ACTIVITY: Below are entries; output exactly the lines from the one with "Target: tree line" to the one with "# test: locate() drops one marker on the tire, one", both included, and nothing else.

----------------

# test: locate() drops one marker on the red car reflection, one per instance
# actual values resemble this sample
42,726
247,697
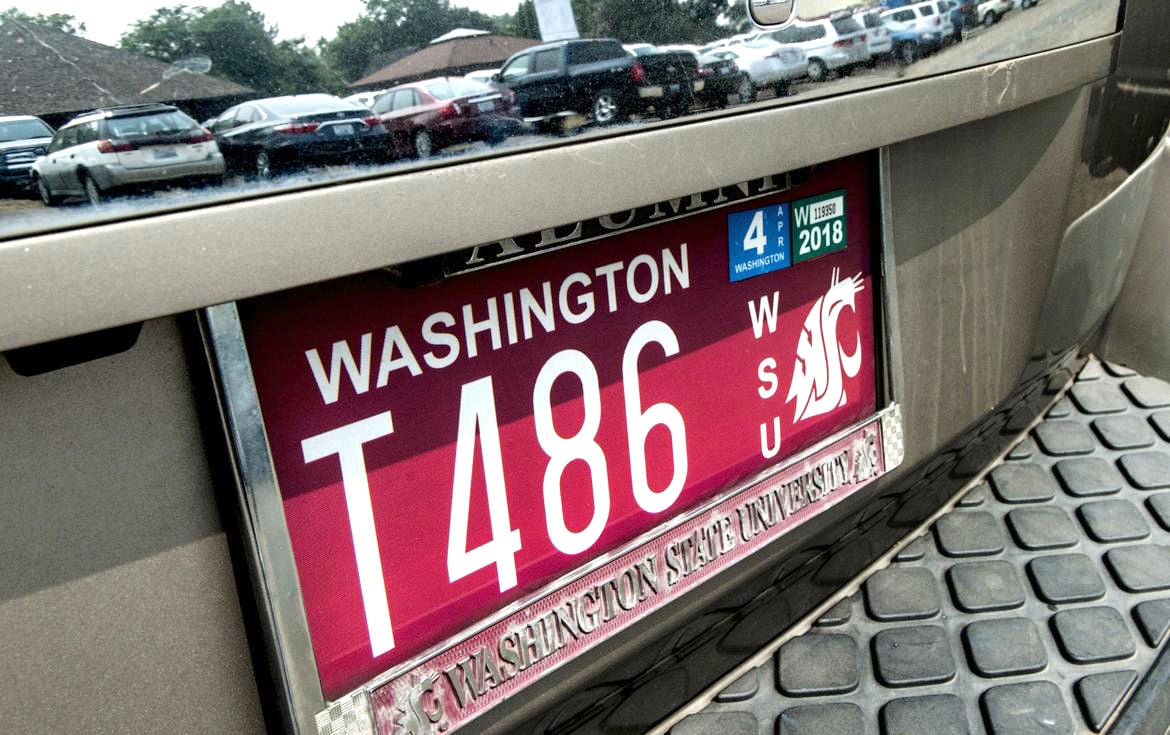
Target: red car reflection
422,117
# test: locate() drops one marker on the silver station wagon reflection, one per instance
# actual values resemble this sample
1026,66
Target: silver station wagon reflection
118,149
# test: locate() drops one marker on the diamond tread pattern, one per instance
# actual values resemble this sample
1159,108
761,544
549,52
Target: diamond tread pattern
1033,606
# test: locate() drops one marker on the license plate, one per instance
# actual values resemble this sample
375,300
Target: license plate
508,466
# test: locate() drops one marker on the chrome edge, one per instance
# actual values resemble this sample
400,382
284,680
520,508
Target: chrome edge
275,582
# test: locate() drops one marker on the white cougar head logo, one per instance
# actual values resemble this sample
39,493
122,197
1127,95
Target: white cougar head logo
817,383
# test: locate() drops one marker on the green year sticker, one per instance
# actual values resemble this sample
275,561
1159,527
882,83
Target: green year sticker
818,226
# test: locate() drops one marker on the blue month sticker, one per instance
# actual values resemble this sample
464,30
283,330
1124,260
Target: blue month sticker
758,241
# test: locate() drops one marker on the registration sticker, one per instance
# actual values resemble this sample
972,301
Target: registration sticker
758,241
819,226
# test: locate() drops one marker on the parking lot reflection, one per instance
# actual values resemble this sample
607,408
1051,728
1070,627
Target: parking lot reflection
63,169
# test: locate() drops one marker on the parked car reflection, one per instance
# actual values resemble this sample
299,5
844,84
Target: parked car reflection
22,139
425,116
766,63
276,135
114,150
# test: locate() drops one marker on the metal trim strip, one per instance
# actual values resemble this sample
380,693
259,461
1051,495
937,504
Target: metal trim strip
277,588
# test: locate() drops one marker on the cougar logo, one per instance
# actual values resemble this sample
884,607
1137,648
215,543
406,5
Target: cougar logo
818,385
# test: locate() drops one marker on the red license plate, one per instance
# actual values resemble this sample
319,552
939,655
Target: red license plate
447,451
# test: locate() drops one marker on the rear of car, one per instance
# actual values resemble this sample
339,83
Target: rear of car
770,63
878,39
22,139
270,136
670,81
720,75
914,31
990,12
444,111
945,25
831,45
963,14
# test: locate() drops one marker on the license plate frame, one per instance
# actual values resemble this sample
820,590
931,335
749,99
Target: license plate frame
270,537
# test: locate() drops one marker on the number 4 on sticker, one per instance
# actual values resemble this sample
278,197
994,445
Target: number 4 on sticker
756,239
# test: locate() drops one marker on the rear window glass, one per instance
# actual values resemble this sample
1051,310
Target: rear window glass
603,50
455,87
846,25
159,123
549,61
308,103
812,33
23,129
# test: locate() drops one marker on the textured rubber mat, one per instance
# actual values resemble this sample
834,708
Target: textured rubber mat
1033,606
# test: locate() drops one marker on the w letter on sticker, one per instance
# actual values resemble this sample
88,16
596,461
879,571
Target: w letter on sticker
821,365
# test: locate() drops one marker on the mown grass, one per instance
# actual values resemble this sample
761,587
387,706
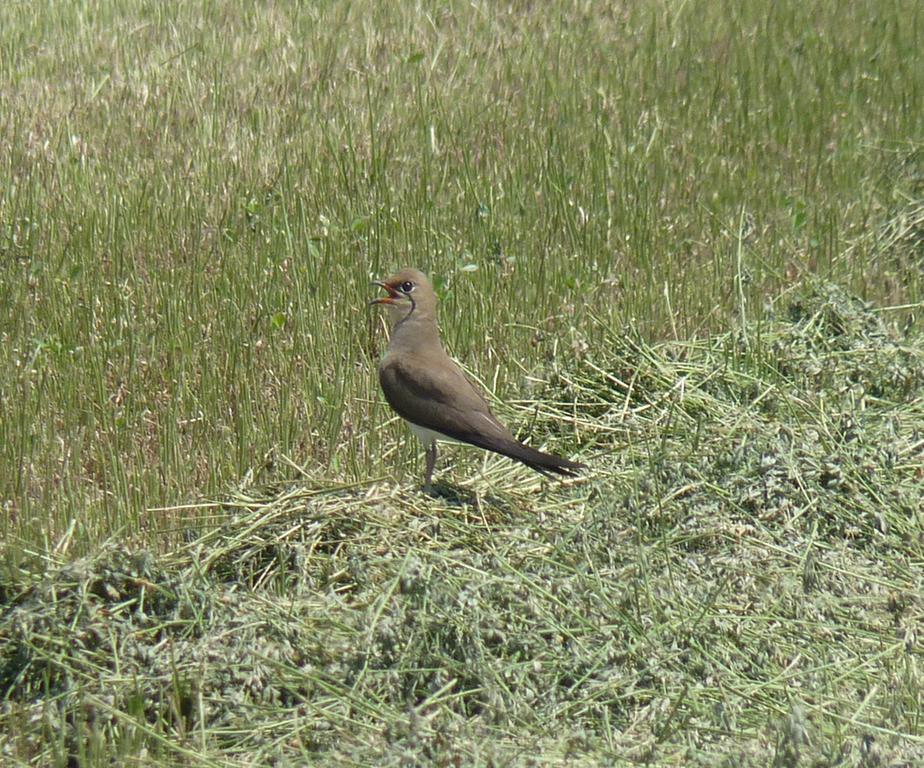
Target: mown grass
193,199
739,585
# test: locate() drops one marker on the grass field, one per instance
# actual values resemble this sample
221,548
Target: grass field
681,242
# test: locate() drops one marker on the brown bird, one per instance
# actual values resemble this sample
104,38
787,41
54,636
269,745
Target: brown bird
431,393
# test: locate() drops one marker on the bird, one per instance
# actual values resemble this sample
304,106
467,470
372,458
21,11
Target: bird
428,389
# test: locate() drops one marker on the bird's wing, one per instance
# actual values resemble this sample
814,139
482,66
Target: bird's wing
441,398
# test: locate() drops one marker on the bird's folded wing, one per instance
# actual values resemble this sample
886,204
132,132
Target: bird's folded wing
441,398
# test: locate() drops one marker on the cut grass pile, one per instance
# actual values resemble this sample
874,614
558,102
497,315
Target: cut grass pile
737,581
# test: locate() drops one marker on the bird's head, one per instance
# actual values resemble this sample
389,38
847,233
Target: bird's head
409,292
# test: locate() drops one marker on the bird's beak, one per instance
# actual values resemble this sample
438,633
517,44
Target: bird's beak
392,297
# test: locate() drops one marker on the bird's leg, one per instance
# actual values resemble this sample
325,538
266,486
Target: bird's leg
431,463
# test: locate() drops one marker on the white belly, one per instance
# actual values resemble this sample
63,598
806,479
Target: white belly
427,436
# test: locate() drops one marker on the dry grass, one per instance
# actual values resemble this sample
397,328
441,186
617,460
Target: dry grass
737,581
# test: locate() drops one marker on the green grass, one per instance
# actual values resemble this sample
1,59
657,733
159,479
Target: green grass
193,200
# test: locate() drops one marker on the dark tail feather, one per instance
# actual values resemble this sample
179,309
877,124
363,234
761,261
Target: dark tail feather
544,463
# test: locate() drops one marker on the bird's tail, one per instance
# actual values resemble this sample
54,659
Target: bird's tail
546,463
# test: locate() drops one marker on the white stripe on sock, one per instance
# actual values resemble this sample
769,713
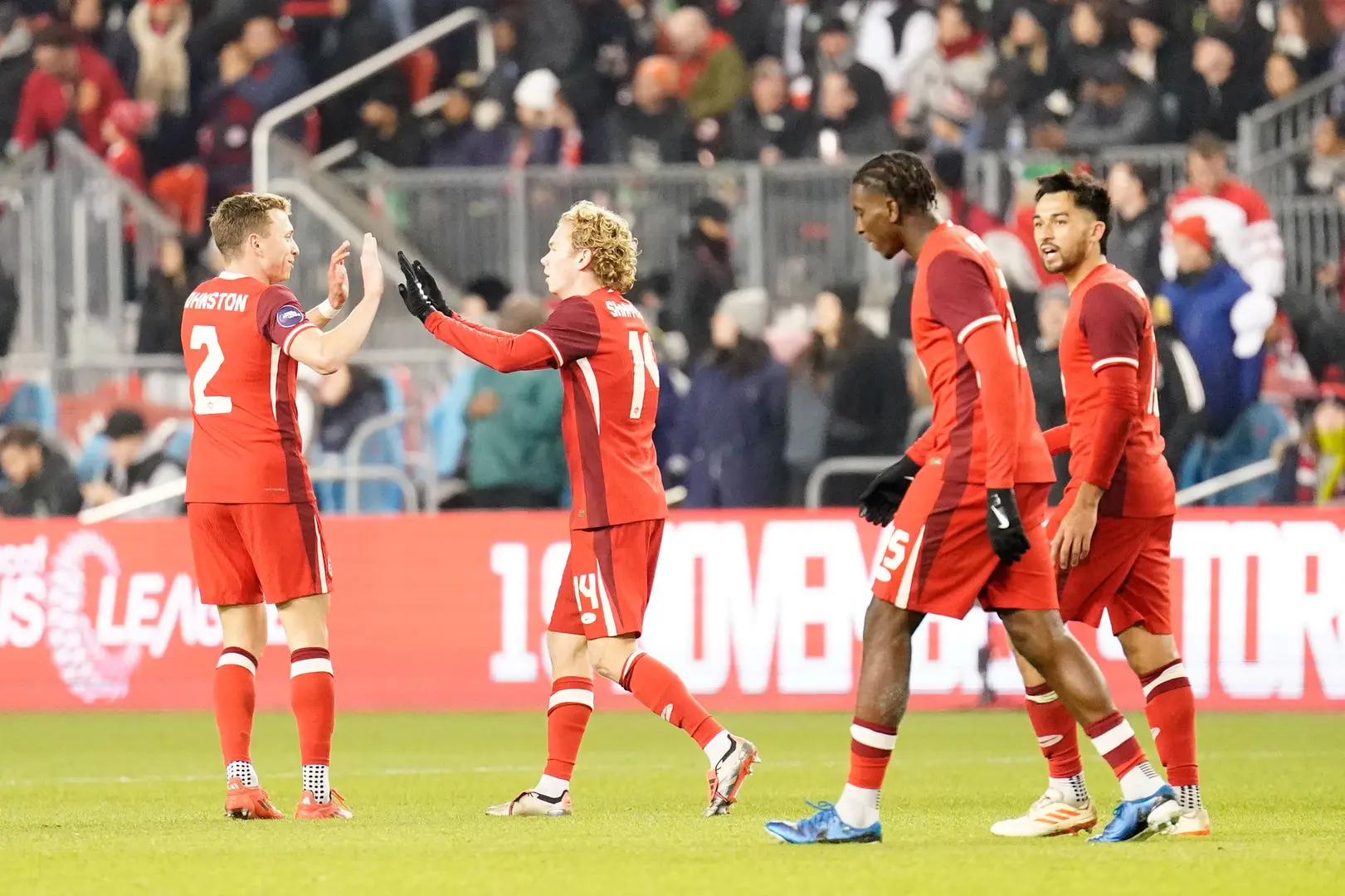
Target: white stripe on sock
1176,670
236,660
1114,738
875,739
305,666
571,696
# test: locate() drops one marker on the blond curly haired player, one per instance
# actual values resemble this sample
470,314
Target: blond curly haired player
602,346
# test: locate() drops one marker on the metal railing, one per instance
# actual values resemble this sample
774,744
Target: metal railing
1273,138
361,71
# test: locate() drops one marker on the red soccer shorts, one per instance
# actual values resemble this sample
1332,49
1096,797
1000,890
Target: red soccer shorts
939,558
1126,573
608,580
249,553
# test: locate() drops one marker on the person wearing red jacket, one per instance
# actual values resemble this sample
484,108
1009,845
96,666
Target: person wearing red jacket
71,85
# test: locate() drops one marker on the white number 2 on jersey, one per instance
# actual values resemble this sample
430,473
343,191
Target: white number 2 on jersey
206,337
642,355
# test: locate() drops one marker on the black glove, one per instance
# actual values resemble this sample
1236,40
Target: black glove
420,294
880,501
1006,536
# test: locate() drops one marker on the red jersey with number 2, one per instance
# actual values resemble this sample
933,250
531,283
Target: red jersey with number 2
951,300
245,447
1110,324
603,348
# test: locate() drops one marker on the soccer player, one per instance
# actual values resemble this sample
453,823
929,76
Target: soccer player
255,530
966,504
1111,534
602,346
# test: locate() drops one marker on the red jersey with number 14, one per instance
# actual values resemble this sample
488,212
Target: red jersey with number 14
245,447
603,348
959,290
1110,324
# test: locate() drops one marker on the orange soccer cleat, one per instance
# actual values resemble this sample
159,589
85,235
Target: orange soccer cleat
248,802
309,807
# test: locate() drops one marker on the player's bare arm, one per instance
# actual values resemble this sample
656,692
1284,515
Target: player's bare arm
338,288
327,352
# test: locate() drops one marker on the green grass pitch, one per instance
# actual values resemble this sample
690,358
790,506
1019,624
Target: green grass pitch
131,803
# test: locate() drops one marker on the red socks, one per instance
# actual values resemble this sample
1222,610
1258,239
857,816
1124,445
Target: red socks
662,692
1171,708
567,716
1057,732
870,750
236,699
312,694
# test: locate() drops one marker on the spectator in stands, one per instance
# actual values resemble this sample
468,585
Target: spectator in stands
713,73
166,292
1327,166
42,482
459,138
1028,71
848,128
1236,25
1221,320
892,37
733,419
1305,35
766,127
69,82
947,84
654,128
702,275
387,129
1217,97
848,394
1137,222
1114,110
1236,216
1281,78
545,134
134,465
257,73
355,32
15,65
514,451
1160,58
1043,357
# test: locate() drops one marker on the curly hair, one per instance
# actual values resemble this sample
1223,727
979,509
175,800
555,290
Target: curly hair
903,177
1087,192
238,217
608,237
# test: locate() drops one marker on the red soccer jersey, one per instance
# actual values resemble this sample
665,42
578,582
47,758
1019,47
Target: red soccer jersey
959,290
245,447
1109,324
603,348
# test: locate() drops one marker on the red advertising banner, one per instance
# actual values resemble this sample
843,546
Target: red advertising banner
755,610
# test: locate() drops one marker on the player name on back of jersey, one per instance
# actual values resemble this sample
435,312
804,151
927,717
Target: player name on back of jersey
218,300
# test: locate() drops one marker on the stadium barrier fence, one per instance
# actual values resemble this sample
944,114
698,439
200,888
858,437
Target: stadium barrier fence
755,610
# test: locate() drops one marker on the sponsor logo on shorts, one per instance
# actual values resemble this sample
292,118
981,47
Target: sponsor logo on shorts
288,316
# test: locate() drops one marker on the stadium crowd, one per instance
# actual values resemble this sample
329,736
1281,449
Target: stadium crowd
753,396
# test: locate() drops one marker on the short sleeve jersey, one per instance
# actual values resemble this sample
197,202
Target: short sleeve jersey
603,350
959,290
1110,324
245,447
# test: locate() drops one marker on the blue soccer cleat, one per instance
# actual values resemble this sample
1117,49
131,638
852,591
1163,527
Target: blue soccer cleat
1141,818
825,826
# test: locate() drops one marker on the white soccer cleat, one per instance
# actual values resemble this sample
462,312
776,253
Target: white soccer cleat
1048,817
533,803
1192,822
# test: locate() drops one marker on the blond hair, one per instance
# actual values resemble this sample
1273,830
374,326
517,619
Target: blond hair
608,237
238,217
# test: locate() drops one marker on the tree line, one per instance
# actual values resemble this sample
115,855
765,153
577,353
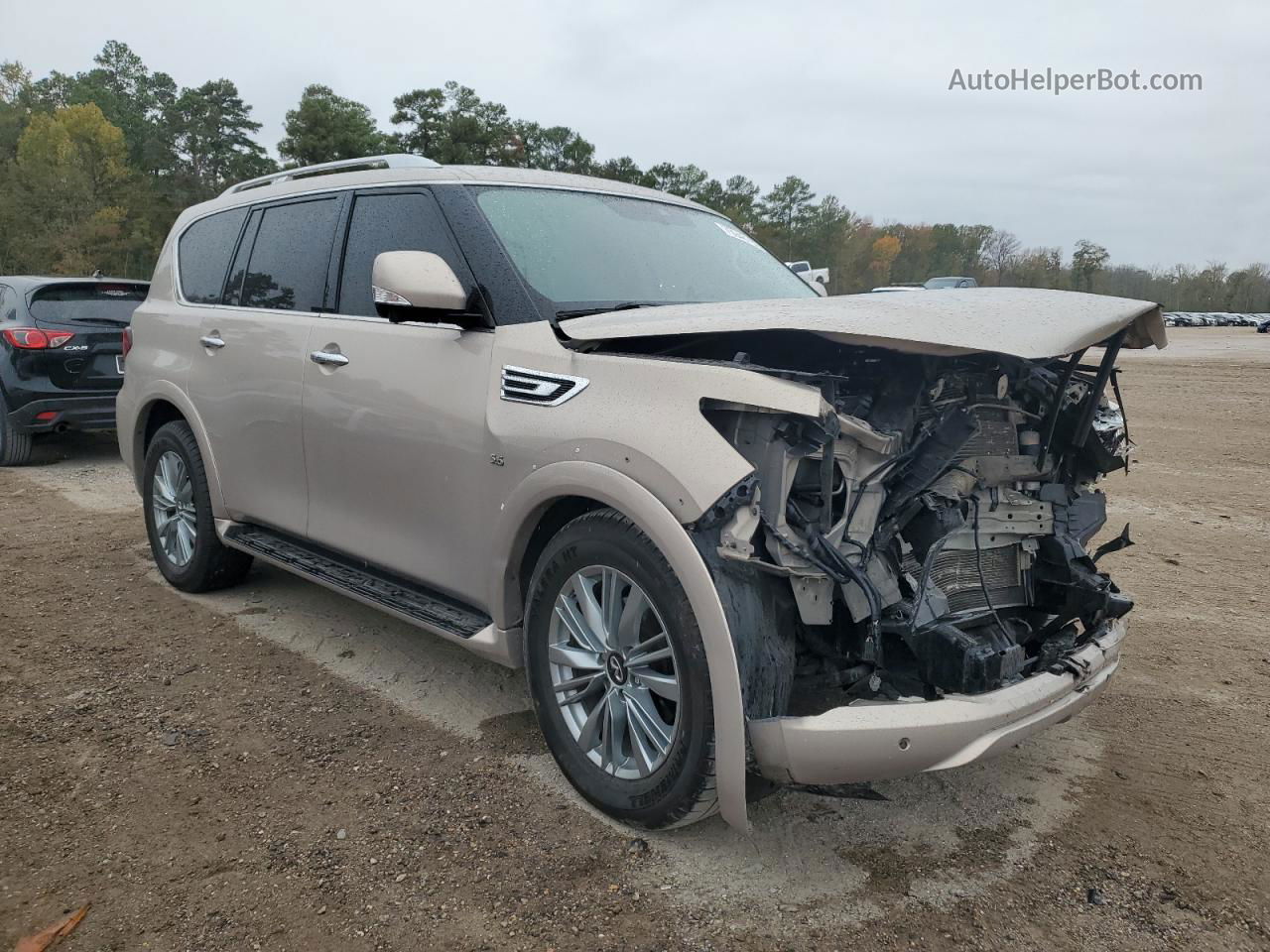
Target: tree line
94,167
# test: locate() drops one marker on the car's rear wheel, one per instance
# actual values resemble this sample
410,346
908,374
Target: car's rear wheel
14,443
178,511
617,674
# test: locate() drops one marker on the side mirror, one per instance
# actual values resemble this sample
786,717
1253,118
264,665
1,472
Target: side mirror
416,280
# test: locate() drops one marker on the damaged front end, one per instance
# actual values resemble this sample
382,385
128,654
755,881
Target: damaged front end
926,538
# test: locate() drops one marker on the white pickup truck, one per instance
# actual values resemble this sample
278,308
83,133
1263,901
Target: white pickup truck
817,277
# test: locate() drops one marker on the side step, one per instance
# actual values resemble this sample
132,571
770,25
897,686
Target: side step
372,585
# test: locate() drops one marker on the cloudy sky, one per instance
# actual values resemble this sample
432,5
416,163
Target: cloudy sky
851,96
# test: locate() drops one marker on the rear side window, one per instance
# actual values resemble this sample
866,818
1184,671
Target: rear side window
204,252
291,255
391,222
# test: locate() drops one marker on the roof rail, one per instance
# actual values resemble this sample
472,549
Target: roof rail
397,160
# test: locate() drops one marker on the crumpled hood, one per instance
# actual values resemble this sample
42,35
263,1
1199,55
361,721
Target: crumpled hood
1021,321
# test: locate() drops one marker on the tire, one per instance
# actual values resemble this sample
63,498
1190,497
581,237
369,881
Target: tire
14,443
207,565
633,775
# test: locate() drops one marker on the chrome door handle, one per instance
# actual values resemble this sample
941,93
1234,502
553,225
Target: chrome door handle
329,358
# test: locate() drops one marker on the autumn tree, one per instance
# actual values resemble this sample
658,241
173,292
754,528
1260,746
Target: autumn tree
1087,261
64,211
1000,252
884,252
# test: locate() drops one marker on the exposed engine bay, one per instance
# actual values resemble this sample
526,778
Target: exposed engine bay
928,535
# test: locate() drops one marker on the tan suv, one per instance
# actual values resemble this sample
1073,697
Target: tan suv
729,527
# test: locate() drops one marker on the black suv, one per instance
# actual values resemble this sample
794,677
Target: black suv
62,356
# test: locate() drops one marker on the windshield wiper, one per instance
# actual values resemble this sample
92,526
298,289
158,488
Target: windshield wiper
116,321
624,306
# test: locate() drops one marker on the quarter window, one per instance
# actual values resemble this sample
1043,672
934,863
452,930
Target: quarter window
291,255
391,222
204,252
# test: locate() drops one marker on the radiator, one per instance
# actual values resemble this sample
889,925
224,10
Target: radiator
956,572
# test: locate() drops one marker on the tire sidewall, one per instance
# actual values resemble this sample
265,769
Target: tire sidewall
613,542
178,438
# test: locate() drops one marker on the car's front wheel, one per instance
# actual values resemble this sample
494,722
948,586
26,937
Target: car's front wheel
617,674
180,516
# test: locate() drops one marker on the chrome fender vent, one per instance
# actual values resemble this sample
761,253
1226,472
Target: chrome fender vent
525,386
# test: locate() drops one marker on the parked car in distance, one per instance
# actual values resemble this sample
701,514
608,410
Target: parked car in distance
728,526
940,284
816,277
62,356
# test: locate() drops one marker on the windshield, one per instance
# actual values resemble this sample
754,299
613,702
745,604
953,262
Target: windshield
581,249
104,303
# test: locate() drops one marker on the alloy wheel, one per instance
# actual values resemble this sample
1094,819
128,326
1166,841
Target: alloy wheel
173,507
613,671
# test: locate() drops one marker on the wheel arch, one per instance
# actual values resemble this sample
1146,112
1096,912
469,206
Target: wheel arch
559,492
163,408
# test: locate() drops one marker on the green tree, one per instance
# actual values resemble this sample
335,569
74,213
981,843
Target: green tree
785,206
739,197
423,111
624,169
326,127
211,131
556,149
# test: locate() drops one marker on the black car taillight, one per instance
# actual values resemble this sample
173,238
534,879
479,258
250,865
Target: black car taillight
36,339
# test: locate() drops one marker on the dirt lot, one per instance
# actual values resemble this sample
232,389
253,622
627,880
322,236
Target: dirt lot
278,769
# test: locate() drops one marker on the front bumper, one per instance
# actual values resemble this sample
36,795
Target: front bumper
94,413
876,742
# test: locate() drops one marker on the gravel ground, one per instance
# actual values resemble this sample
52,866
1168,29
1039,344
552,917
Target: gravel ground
278,769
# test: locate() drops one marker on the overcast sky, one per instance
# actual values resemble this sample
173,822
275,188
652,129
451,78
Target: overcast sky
851,96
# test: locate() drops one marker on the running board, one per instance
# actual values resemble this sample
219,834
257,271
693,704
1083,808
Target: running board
375,587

----------------

SOLUTION TO THIS EXERCISE:
Target: tree line
94,167
# test: locate() drops one marker on the car's rear wheel, one per instance
# actual values resemble this sample
410,346
908,374
Target: car's rear wheel
14,443
178,511
617,674
# test: locate() drops one marker on the side mirror, one per instance
# actual values resemble this sample
786,717
1253,118
264,665
1,472
Target: side mirror
416,280
# test: locate() drops one marker on the damaged front end, one per instance
# actual values resemble this sample
382,385
128,654
755,881
Target: damaged front end
926,538
# test: locate() drops one marker on the white pickup truck, one per instance
# actual values resemble this sample
278,308
83,133
1263,901
Target: white pickup truck
817,277
# test: locate() drops one marker on the side step, one per instance
# actual values resemble this sample
132,571
770,25
897,686
Target: side step
372,585
# test: locate() drops one marker on the cloudy sky, one per instance
# actual values resemble this sample
432,5
416,163
Target: cloudy sky
851,96
# test: locate() drops one marker on the rear side window, one per instance
# actual values resemble this sample
866,818
1184,671
Target: rear side window
204,252
291,255
391,222
# test: locate() drops one marker on the roof rail, one per instance
# actual values resemble this sample
472,549
Target: roof rail
397,160
# test: locate() drops one marker on the crumpled hood, one per instance
# actual values resemble this sample
42,35
263,1
1199,55
361,721
Target: crumpled hood
1021,321
# test: locate() drops one marker on the tire, one per instance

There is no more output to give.